-- Listing --
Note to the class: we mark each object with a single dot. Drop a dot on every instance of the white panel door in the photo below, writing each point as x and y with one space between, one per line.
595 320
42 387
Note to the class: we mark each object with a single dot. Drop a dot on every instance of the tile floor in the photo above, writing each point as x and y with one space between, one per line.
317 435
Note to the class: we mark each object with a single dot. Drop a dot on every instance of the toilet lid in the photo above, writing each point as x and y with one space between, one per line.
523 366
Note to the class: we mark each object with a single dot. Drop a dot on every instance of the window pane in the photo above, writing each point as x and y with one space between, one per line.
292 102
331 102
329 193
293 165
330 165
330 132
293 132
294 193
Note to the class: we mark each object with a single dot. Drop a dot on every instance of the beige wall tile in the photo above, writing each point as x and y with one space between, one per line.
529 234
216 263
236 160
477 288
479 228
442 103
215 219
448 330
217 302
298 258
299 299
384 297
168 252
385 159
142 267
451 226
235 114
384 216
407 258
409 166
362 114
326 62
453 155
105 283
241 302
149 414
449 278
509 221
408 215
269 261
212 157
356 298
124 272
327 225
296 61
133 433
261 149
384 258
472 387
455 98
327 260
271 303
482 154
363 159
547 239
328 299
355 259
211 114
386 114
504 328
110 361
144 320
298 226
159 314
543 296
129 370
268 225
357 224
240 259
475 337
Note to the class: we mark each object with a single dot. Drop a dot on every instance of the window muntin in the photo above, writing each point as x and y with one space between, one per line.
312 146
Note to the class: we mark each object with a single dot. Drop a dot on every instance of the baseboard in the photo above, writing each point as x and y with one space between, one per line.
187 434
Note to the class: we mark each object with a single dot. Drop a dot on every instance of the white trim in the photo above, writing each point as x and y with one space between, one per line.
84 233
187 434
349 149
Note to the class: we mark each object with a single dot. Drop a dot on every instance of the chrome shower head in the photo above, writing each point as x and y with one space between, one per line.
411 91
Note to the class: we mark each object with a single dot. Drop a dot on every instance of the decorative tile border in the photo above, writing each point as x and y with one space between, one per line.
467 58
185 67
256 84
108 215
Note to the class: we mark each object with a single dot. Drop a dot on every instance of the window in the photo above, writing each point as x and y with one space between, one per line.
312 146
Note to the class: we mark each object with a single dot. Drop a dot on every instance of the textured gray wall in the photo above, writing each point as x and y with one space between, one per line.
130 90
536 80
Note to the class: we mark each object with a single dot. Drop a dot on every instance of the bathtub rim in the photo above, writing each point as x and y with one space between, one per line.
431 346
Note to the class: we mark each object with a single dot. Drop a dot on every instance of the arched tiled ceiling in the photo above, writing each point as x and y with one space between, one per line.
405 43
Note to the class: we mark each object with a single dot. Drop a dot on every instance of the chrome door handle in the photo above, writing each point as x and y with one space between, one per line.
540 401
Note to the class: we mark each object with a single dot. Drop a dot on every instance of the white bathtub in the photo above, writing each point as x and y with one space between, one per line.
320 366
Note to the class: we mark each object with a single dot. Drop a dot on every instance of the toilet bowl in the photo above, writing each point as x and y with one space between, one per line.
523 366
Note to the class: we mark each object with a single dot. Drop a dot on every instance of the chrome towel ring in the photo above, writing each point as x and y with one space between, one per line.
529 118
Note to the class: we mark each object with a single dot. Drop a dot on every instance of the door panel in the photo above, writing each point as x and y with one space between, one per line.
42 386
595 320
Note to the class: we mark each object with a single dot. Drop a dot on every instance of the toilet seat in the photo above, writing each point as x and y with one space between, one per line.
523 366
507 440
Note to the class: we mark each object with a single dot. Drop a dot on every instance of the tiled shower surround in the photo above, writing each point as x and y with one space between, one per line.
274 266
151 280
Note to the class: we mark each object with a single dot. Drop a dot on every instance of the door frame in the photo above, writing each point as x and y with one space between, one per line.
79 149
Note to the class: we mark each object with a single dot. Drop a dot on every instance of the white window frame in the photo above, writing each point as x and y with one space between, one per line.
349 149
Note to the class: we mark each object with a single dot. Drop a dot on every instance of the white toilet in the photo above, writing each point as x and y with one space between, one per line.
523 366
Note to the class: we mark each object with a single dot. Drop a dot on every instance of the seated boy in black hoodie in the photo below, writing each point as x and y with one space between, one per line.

-- Work required --
Copy every one of the records above word for word, in the same order and with the same line breaks.

-- Worked solution --
Note to the class: we mark each object with a single dot. Drop a dot on every instance of the white panel door in the photo below, writing each point as x and y with one space between, one per line.
595 320
42 387
Note to the class: we mark each object with a single dot. Drop a dot on every instance of the tile floor in the photo above, writing each point as x and y with one space between, one per line.
317 435
Note to the class: we mark each object with a single dot. Drop a dot on every instance of the toilet lid in the photo above, writing each point as x and y with one space between, one per line.
523 366
Note to the class: we mark each object with a single dot. Drop a dot on every instance of the window pane in the photo above, writing each point as x and y with one space between, one per line.
292 102
331 102
329 193
293 165
330 165
330 132
293 132
294 193
Note to the class: we mark each object with a single dot. Drop a dot on every instance of the beige wall tile in the photo above, writing each point as x and y with one space between, one per line.
529 234
216 263
236 160
477 288
479 228
442 103
215 219
448 330
217 302
298 258
299 299
384 297
168 252
385 159
142 267
451 226
235 114
384 216
407 258
409 166
362 114
326 62
453 155
105 283
241 302
149 414
449 278
509 221
408 215
269 261
212 157
356 298
124 272
327 225
296 61
133 433
261 149
384 258
472 387
455 98
327 260
271 303
482 154
363 159
547 239
328 299
355 259
211 114
386 114
504 328
110 361
144 320
298 226
159 314
543 296
129 370
268 225
357 224
240 259
475 337
Note to the class: we mark each object with a single dot. Drop a dot on every instance of the window muntin in the photo above, writing each point as x and y with one space between, one per line.
312 146
Note to the class: we mark each object with a single dot. Drop a dot on every instance of the baseboard in the photo above, writing each point as x and y with one space between, one per line.
187 434
Note to the class: we mark each object with a single dot. Drop a dot on every instance of the white trim in the photo above, writing each point as x and y with one space between, one per line.
84 233
187 434
349 149
Note to the class: we mark each object with a single dot. Drop a dot on every instance of the chrome shower head in the photo above, writing each point as x and y with one space between, one per line.
411 91
Note to the class: we mark each object with a single dot. Drop a dot on every instance of the decorative tile border in the photo above, writing each point as x and y with one space between, one per line.
467 58
185 67
256 84
108 215
Note to the class: we mark each object with a single dot. Drop a dot on every instance of the window in the photo above, writing each point as x and y with one space between, one per line.
312 146
Note to the class: we mark each object with a single dot. Drop a dot on every instance of the textured gray wall in the photo above, writing each point as x and y with one space between, one per line.
130 90
536 80
Note to the class: we mark each object with a single dot. Drop a dot on every instance of the bathtub rim in the photo above, writing each point as x and y with one space between, one per line.
431 346
Note to the class: we mark each object with a single dot. Drop a dot on every instance of the arched tiled ceiling in the photo above, writing each point as x and y with one space between, one per line.
405 43
Note to the class: we mark each object with a single dot. Drop a dot on every instance of the chrome door handle in the photo above, writing each point as x and y with one space between, one per line.
540 401
Note to the class: we mark each object with a single dot. Drop a dot on every instance of the white bathtub in the photo above, writing each point as x and y with one space between, one per line.
320 366
Note to the class: we mark each object with a single dot. Drop a dot on every instance of the toilet bowl in the photo above, writing each point as x and y with one space between, one per line.
523 366
Note to the class: we mark each object with a single dot. Drop a dot on every instance of the chrome towel ring in the photo above, writing each point as x and y with one space between, one per line.
529 118
Note to the class: we mark each object with a single dot. Drop a dot on every instance of the door panel in the photo above, writing each point as x and y with one space between, one per line.
42 386
595 320
Note to the class: we mark each object with a single dot. Drop a dot on every instance of the toilet seat in the photo above, writing each point as x and y with one space between, one per line.
523 366
507 440
Note to the class: we mark each object with a single dot. Drop a dot on every instance of the tiled shower surround in the photo above, writing each point as x and y with one space between, one per line.
274 266
151 280
Note to the class: we mark each object with a single dot. Drop a dot on every instance of the door frame in the photo above, writing each point as x and y with one space between, one per line.
79 149
Note to the class: we mark each object with a single dot. Drop a dot on every instance of the white window frame in the photo above, writing each point as x and y with one space between, one per line.
349 149
Note to the class: we mark each object with a single dot. Drop a dot on every instance of the white toilet in the photo above, writing each point as x and y with one space between, one per line.
523 366
Note to the class: we mark each object with a single dot. Drop a dot on every instance of the seated boy in black hoodie in the photo below, writing each point as x and y with one space between, one per line.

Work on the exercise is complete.